# Excerpt to read

*** Block opens ***

Canadian politician (born 1944)

William Munro Wrye (born December 25, 1944) is a former Canadian politician in Ontario, Canada. He served in the Legislative Assembly of Ontario as a Liberal from 1981 to 1990, and was a cabinet minister in the government of David Peterson.

==Background==
Wrye was educated at the Ryerson Polytechnical Institute in Toronto, and worked as a television producer for CBC before entering political life.

==Politics==
In the 1981 provincial election he was elected to the Ontario legislature defeating incumbent New Democrat Ted Bounsall by 134 votes in the constituency of Windsor—Sandwich. He was re-elected by a greater margin in the 1985 election.

After serving in opposition for two years, the Ontario Liberal Party formed a minority government following the 1985 election. Wrye, who represented a large working-class constituency, was appointed Minister of Labour on June 26, 1985. As Labour Minister, Wrye brought forward legislation providing automatic yearly adjustments of workers-compensation benefits to the consumer price index.

*** Block closes ***

(Segmentation mask data)
*** Block opens ***

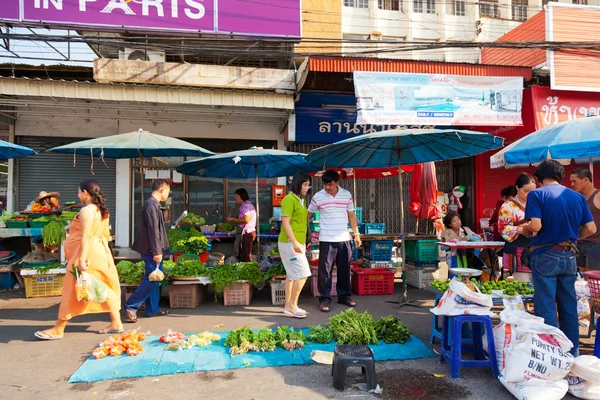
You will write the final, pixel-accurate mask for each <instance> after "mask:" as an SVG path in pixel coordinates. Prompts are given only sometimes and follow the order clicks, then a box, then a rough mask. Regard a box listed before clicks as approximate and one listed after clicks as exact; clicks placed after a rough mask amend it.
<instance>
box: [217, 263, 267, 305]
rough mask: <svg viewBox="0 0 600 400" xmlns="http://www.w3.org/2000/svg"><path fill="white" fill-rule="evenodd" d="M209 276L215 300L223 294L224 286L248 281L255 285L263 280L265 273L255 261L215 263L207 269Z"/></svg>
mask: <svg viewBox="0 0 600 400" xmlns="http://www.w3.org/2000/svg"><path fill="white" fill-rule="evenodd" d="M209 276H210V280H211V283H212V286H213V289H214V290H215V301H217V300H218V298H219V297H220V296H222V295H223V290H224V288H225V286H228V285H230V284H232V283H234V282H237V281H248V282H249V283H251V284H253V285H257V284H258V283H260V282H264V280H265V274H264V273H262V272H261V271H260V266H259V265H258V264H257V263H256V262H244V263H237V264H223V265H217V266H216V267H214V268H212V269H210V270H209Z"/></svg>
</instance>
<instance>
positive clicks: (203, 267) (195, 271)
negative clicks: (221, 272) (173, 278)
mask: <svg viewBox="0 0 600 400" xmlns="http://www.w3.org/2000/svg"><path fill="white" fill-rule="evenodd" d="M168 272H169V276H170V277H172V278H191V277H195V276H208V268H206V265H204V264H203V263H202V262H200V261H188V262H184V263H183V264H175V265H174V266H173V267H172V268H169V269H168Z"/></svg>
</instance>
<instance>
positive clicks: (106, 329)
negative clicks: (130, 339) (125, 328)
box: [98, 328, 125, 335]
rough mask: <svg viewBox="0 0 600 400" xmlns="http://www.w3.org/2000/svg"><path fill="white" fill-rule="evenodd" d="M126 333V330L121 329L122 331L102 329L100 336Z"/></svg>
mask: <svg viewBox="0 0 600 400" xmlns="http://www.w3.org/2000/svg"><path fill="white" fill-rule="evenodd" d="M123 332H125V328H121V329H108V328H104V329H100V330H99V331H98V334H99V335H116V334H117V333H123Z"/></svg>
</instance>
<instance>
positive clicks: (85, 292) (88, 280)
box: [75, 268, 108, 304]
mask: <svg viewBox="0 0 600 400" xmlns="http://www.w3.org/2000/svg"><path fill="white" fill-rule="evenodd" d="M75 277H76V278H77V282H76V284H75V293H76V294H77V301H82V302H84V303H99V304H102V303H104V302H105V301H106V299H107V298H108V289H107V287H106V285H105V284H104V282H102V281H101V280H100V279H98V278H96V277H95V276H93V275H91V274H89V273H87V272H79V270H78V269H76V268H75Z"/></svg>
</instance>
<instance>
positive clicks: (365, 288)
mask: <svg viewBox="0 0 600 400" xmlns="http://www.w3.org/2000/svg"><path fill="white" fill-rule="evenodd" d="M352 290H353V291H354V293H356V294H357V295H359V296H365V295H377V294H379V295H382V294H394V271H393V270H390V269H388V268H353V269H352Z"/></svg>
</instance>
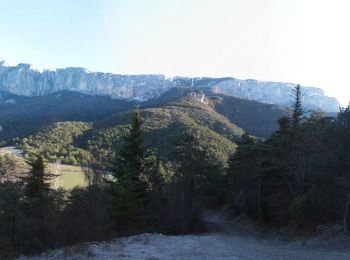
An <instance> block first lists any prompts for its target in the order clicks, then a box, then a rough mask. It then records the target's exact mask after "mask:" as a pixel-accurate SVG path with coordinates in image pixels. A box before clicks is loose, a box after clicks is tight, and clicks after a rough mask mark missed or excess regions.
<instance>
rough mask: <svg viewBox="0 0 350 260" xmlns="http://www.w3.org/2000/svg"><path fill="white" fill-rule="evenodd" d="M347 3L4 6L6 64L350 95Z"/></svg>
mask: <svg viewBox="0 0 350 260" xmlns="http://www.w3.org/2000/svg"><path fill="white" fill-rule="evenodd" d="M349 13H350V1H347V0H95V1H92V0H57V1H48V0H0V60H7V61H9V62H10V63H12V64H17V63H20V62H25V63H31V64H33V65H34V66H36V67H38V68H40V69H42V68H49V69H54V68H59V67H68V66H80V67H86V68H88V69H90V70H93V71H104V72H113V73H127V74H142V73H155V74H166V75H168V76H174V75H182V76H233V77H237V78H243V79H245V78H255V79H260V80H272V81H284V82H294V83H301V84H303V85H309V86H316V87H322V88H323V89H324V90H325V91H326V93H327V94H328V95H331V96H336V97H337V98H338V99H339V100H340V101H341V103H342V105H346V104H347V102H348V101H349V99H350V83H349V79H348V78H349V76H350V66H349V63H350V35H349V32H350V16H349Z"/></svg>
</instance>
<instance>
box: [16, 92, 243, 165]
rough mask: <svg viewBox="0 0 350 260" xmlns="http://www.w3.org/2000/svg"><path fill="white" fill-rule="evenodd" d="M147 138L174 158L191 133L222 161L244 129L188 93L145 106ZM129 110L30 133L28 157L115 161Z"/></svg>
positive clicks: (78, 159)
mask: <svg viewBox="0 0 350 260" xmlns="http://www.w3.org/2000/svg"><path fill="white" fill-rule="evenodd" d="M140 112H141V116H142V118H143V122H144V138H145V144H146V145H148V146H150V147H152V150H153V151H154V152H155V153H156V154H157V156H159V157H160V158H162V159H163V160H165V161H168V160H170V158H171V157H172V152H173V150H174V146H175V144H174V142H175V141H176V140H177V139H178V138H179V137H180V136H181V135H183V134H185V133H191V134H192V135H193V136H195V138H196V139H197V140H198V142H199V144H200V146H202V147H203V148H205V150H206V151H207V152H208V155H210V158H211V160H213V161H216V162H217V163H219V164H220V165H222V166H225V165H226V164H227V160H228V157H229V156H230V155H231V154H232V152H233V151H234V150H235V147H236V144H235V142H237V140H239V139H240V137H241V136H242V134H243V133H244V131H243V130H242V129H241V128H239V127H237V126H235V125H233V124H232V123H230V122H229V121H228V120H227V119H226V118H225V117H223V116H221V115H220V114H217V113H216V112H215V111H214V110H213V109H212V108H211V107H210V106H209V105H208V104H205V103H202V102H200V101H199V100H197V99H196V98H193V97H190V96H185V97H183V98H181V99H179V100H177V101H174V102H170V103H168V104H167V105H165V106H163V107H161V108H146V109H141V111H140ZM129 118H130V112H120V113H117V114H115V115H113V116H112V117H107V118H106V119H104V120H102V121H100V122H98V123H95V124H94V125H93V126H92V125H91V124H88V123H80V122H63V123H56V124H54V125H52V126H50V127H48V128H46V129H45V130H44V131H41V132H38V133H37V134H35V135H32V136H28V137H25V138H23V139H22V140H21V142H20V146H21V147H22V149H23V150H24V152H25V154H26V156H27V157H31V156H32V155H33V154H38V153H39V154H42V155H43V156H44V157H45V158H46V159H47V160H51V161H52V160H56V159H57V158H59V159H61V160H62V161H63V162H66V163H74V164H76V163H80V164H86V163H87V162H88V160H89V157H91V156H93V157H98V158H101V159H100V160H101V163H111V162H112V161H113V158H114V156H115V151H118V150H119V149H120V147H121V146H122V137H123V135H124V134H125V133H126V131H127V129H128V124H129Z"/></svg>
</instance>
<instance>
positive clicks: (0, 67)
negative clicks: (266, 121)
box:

*** Block closes ***
*** Block opens ***

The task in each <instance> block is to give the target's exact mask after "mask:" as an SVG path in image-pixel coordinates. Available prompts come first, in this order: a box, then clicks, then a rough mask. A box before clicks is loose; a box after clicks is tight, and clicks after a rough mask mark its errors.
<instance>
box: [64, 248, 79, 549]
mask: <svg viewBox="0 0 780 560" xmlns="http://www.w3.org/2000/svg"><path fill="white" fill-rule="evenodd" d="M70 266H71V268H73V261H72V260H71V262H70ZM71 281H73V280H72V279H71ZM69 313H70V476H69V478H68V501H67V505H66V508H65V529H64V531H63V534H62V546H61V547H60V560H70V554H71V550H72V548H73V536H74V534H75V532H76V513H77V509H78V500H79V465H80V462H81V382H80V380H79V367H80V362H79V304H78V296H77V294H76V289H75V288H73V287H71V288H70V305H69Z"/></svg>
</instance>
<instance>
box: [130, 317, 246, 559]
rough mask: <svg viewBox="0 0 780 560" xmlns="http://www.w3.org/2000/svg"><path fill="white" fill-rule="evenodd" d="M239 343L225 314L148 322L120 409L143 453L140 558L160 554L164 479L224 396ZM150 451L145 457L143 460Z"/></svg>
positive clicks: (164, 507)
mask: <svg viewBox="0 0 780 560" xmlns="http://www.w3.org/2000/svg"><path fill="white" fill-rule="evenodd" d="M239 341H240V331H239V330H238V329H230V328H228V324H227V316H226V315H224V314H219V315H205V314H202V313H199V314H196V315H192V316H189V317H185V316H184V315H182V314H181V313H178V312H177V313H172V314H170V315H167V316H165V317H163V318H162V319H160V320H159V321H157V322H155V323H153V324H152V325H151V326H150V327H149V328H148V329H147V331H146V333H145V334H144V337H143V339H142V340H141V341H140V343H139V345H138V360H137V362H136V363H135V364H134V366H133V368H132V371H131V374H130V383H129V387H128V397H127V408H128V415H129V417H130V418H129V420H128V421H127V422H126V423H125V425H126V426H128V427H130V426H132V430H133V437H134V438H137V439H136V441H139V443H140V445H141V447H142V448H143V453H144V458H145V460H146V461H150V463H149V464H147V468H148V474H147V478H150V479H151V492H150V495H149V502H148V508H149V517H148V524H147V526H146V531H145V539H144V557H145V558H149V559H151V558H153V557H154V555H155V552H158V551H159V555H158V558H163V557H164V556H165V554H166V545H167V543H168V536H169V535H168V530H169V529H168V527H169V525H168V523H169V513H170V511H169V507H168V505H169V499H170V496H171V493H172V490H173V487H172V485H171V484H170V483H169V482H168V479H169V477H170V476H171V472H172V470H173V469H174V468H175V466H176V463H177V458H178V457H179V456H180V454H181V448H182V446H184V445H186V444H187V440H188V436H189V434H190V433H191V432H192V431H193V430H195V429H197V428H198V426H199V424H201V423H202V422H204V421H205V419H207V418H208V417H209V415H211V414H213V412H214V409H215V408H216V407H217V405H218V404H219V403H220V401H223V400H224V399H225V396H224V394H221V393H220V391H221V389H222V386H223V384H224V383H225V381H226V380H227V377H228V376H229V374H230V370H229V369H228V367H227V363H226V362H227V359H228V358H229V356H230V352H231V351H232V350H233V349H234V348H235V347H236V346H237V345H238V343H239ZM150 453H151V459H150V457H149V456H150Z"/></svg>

*** Block closes ***

# Problems to work on
1. Echo the passage on William Wrye from "Canadian politician (born" through "entering political life.".
2. According to the passage on William Wrye, on what date was he appointed Minister of Labour?
This material was taken from a separate source.

# Results in order
1.
Canadian politician (born 1944)

William Munro Wrye (born December 25, 1944) is a former Canadian politician in Ontario, Canada. He served in the Legislative Assembly of Ontario as a Liberal from 1981 to 1990, and was a cabinet minister in the government of David Peterson.

==Background==
Wrye was educated at the Ryerson Polytechnical Institute in Toronto, and worked as a television producer for CBC before entering political life.

2. June 26, 1985